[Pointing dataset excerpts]
_____

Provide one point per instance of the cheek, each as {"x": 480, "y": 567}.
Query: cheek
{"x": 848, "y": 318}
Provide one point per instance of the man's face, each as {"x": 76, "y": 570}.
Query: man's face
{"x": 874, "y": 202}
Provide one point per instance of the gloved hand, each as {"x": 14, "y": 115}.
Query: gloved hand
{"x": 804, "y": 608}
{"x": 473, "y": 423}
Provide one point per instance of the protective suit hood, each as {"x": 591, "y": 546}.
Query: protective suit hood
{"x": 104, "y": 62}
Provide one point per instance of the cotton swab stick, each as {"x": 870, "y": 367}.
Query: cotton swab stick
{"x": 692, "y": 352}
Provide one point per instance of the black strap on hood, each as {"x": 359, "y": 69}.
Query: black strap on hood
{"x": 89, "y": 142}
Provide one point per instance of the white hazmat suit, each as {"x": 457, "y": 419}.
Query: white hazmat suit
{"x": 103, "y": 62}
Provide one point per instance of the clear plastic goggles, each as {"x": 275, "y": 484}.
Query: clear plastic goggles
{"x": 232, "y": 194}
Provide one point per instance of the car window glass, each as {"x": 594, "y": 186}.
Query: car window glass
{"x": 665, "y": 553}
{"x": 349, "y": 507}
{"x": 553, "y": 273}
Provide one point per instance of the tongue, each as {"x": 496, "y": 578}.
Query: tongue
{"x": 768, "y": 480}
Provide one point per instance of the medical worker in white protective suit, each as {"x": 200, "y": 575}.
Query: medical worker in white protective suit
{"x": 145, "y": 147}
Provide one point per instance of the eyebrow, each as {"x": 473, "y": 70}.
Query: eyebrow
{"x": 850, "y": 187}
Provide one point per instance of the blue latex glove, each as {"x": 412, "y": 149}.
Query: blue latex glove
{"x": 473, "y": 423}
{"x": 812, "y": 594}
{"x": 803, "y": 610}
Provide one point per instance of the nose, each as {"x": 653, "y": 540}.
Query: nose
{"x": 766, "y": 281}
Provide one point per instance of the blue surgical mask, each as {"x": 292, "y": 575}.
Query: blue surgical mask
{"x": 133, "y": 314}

_____

* _Direction_
Can you restate every record above word for word?

* _Task solution_
Provide one point per instance of the cheek, each as {"x": 480, "y": 567}.
Query: cheek
{"x": 848, "y": 318}
Provide one point per instance of the man's face, each as {"x": 76, "y": 570}.
Query: man's face
{"x": 874, "y": 202}
Provide one point per instance of the gloved hand, each as {"x": 14, "y": 115}.
Query: gloved hand
{"x": 804, "y": 608}
{"x": 473, "y": 423}
Provide one point per instance of the protective suit hood, each as {"x": 591, "y": 546}.
Query: protective suit hood
{"x": 104, "y": 62}
Provide one point per instance of the cotton swab stick, each as {"x": 870, "y": 367}.
Query: cotton swab stick
{"x": 692, "y": 352}
Provide one point per instance of the black strap on hood, each as {"x": 359, "y": 69}.
Query: black strap on hood
{"x": 89, "y": 142}
Provide one point per instance of the white hazmat suit, each as {"x": 457, "y": 419}.
Query: white hazmat suit
{"x": 103, "y": 62}
Provide one point per instance of the clear plastic goggles, each as {"x": 275, "y": 484}.
Query: clear plastic goggles
{"x": 232, "y": 194}
Provide one point per instance of the car window glass, each as {"x": 594, "y": 186}.
Query: car window glass
{"x": 665, "y": 553}
{"x": 349, "y": 507}
{"x": 553, "y": 273}
Provide one point per instance of the tongue, each as {"x": 496, "y": 578}.
Query: tongue
{"x": 768, "y": 480}
Provide one point per instance of the medical worker in white protective suit, each as {"x": 200, "y": 575}.
Query: medical worker in white protective suit
{"x": 145, "y": 147}
Provide one point per instance of the eyebrow, each as {"x": 473, "y": 70}.
Query: eyebrow
{"x": 850, "y": 187}
Provide one point per instance of the blue latex glove, each as {"x": 412, "y": 149}.
Query: blue latex glove
{"x": 473, "y": 423}
{"x": 812, "y": 594}
{"x": 803, "y": 610}
Provide one point per instance of the nose, each as {"x": 653, "y": 540}.
Query: nose
{"x": 766, "y": 281}
Provide one point per instance of the blue surgical mask, each as {"x": 292, "y": 575}.
Query: blue surgical mask
{"x": 133, "y": 314}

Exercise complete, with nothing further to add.